== DATA UNDER STUDY

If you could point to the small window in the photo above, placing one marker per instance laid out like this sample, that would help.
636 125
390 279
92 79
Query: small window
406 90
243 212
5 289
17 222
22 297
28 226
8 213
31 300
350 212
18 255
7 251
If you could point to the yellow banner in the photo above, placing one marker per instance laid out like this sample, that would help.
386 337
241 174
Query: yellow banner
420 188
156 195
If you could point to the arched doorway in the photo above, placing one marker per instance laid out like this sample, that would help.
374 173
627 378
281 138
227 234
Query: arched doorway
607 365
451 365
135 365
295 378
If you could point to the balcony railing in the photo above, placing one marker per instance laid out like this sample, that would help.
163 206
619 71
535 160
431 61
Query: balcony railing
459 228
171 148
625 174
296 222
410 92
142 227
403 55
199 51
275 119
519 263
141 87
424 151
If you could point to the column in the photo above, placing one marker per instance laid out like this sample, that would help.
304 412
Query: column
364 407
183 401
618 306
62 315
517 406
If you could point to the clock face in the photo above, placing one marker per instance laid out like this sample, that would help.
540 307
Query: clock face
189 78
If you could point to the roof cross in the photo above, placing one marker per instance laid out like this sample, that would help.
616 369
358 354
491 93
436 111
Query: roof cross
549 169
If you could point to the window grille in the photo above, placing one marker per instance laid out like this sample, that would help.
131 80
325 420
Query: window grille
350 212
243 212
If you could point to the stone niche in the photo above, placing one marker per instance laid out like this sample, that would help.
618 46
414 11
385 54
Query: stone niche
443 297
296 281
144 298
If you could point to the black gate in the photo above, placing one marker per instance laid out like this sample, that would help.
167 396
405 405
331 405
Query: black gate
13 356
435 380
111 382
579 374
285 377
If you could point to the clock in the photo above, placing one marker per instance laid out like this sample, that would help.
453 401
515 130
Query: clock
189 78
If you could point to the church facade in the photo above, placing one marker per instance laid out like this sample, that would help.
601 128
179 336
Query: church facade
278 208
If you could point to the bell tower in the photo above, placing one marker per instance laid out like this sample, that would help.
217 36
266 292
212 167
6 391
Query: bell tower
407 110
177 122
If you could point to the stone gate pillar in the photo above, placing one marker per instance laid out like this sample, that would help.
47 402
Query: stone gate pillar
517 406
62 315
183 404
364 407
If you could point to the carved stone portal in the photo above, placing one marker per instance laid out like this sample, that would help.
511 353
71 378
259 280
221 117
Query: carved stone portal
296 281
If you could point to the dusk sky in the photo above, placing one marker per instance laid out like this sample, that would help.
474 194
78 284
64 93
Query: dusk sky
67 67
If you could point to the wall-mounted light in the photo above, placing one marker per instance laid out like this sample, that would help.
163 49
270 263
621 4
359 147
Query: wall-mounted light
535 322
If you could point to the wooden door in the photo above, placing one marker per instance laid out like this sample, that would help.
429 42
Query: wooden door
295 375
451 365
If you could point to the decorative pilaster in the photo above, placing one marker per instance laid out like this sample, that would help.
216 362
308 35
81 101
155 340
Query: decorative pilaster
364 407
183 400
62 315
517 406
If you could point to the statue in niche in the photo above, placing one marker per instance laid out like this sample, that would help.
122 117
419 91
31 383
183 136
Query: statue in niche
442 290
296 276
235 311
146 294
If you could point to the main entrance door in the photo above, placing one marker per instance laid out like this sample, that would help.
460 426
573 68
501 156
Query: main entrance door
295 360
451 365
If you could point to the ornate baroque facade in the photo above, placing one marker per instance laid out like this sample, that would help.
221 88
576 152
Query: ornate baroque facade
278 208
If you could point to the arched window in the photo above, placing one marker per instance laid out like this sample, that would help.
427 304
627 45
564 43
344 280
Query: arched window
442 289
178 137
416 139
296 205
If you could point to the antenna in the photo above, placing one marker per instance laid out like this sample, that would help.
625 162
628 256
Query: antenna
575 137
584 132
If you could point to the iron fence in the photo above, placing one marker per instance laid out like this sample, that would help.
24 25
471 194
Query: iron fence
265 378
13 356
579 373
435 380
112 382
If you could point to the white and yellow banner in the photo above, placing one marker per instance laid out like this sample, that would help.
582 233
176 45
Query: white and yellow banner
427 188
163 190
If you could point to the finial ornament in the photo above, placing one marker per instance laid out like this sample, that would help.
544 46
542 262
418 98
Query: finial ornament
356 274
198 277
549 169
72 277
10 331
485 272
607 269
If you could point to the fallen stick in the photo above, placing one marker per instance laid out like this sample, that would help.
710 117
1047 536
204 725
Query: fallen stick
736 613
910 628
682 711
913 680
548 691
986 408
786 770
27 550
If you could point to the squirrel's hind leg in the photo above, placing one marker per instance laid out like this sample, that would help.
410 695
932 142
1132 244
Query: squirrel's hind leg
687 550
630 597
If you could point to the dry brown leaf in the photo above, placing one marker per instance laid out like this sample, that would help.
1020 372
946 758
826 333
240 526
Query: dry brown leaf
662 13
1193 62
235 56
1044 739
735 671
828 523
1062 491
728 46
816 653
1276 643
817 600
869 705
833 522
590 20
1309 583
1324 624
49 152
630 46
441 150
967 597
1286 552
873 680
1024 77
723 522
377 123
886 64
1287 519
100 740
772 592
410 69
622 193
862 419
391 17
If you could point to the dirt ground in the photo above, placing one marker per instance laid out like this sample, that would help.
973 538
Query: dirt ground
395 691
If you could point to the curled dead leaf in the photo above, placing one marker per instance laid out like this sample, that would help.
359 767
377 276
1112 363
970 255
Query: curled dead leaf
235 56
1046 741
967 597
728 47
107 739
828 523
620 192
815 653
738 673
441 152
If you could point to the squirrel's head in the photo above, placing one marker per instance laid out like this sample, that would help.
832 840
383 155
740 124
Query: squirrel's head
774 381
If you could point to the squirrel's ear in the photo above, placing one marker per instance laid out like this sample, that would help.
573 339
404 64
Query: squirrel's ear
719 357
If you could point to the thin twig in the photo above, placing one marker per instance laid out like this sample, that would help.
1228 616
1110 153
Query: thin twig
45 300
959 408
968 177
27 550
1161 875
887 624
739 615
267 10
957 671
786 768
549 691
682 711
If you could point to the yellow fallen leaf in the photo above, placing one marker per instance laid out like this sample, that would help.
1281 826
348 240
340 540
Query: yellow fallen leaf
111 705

====

Everything from the line that contains "If you could point to the dirt" through the end of the records must be duplicated exactly, and nothing outside that range.

If you could point to the dirt ground in the photo above, placing one marker per instance laid out like this sample, that would help.
973 538
Query: dirt ground
395 691
If you could point to the curled dead leaf in the photo above, placing one marker per instance laid out like this sample, that would help.
359 767
377 276
1112 363
970 255
Query: curled dead leaf
235 56
1046 741
967 597
728 47
107 739
828 523
620 192
815 653
738 673
441 152
If you could point to the squirrel's head in the photo above, placing one marker per instance laid out like this sample, that would help.
832 840
383 155
740 124
Query: squirrel's head
774 381
If you could point to the squirrel's ear in the photo above, placing one marker per instance laid out like this sample, that would help.
573 339
404 64
Query: squirrel's ear
719 357
If you could point to the thin twig in the photo above, placing one marker per instance laid out like this sample, that would help.
1228 616
1110 153
Query: thin twig
45 300
959 408
968 177
27 550
1161 875
887 624
739 615
267 10
957 671
786 768
549 691
682 711
If you could point to the yellow fallen leaf in the photo above, placing one marker per instance laid out like this sample, that would help.
1281 826
348 240
340 540
Query: yellow fallen leaf
111 705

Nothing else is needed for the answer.